- Exercise directions
Return the count of lines in the following records that include "stadium", and nothing more.

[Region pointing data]
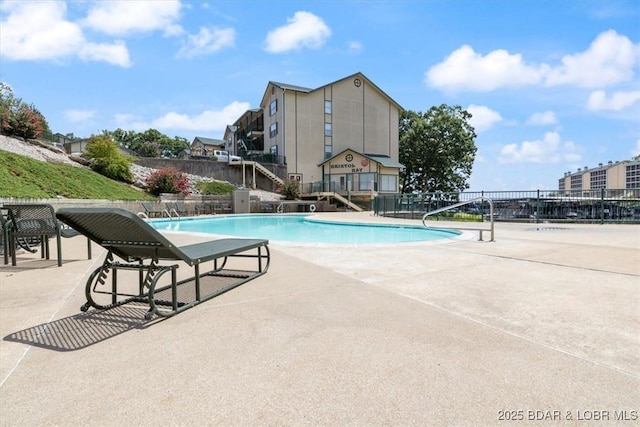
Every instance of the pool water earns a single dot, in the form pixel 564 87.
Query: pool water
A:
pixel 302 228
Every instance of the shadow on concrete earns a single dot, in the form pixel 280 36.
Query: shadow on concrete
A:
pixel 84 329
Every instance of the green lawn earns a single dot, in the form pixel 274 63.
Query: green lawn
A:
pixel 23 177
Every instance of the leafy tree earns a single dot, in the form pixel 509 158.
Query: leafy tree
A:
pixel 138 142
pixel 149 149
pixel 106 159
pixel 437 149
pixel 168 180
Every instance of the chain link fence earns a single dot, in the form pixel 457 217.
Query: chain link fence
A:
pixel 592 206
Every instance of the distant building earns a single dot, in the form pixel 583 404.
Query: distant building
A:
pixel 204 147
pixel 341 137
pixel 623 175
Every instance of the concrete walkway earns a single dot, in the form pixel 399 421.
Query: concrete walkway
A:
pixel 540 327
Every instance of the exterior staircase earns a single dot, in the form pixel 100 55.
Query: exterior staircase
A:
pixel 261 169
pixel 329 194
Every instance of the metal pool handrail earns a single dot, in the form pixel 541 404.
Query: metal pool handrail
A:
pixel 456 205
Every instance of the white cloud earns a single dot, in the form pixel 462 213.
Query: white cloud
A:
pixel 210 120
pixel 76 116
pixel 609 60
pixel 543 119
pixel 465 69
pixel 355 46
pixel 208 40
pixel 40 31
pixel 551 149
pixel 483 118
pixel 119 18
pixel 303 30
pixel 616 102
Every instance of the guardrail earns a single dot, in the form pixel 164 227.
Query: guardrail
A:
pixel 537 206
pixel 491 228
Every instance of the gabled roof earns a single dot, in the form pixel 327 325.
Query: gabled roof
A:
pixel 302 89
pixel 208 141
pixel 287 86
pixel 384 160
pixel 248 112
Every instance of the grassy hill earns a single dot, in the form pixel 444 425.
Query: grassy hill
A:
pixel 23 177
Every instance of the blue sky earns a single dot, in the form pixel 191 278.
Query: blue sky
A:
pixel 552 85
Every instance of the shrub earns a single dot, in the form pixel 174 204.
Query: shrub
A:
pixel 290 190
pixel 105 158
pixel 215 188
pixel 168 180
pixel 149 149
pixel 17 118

==

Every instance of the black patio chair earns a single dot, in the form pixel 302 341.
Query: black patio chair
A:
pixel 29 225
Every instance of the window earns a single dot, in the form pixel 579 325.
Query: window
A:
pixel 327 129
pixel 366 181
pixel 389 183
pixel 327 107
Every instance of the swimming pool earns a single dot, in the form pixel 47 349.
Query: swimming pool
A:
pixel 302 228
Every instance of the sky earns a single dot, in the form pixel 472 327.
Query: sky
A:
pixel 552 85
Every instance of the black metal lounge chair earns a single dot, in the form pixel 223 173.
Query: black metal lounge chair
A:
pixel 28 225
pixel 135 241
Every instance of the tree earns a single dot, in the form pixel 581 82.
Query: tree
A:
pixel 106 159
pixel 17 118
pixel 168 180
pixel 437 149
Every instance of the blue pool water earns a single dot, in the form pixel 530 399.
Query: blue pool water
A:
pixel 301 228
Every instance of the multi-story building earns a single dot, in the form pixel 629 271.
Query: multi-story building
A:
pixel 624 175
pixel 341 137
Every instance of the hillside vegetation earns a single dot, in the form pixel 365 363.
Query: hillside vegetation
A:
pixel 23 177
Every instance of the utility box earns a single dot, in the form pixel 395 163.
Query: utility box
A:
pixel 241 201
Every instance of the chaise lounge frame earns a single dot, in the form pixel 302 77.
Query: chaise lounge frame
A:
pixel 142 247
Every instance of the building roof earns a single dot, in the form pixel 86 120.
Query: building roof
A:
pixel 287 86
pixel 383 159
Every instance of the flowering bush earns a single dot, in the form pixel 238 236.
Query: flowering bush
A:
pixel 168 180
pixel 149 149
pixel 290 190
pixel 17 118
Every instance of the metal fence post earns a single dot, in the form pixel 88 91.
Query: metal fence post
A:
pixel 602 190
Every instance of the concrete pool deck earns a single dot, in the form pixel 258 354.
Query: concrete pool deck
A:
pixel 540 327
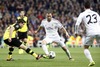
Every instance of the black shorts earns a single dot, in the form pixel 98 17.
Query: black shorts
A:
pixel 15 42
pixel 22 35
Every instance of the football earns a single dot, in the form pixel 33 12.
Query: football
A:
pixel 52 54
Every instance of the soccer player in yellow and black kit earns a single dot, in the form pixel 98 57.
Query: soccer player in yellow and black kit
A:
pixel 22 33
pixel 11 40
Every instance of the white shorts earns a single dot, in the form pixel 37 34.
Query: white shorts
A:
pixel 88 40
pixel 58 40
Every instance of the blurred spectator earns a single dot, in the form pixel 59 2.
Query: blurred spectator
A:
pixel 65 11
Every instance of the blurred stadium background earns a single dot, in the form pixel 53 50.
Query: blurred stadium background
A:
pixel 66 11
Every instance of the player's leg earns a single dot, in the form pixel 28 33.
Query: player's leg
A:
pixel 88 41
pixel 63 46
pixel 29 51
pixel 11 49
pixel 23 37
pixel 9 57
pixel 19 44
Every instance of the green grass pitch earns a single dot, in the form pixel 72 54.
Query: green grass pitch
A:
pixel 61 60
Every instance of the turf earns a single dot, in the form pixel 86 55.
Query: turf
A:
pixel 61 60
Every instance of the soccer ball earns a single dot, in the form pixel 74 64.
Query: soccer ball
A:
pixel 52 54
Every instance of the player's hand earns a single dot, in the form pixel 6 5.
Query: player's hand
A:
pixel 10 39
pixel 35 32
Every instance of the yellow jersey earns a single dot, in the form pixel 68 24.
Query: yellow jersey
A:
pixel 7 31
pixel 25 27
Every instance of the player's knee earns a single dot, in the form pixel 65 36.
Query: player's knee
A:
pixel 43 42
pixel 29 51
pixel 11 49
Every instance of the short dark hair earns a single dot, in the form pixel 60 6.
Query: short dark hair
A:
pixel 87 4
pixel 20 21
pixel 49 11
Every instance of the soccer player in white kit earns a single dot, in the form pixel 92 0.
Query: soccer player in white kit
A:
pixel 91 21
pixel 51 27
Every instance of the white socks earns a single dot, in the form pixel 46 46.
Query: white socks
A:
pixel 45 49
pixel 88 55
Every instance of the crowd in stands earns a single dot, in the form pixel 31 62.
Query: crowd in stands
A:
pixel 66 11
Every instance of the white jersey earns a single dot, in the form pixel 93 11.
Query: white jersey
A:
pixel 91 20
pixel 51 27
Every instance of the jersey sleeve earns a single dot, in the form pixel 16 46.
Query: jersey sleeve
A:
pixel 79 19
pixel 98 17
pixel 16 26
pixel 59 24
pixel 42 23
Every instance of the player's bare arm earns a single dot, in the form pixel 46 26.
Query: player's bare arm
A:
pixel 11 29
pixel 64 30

- Problem solution
2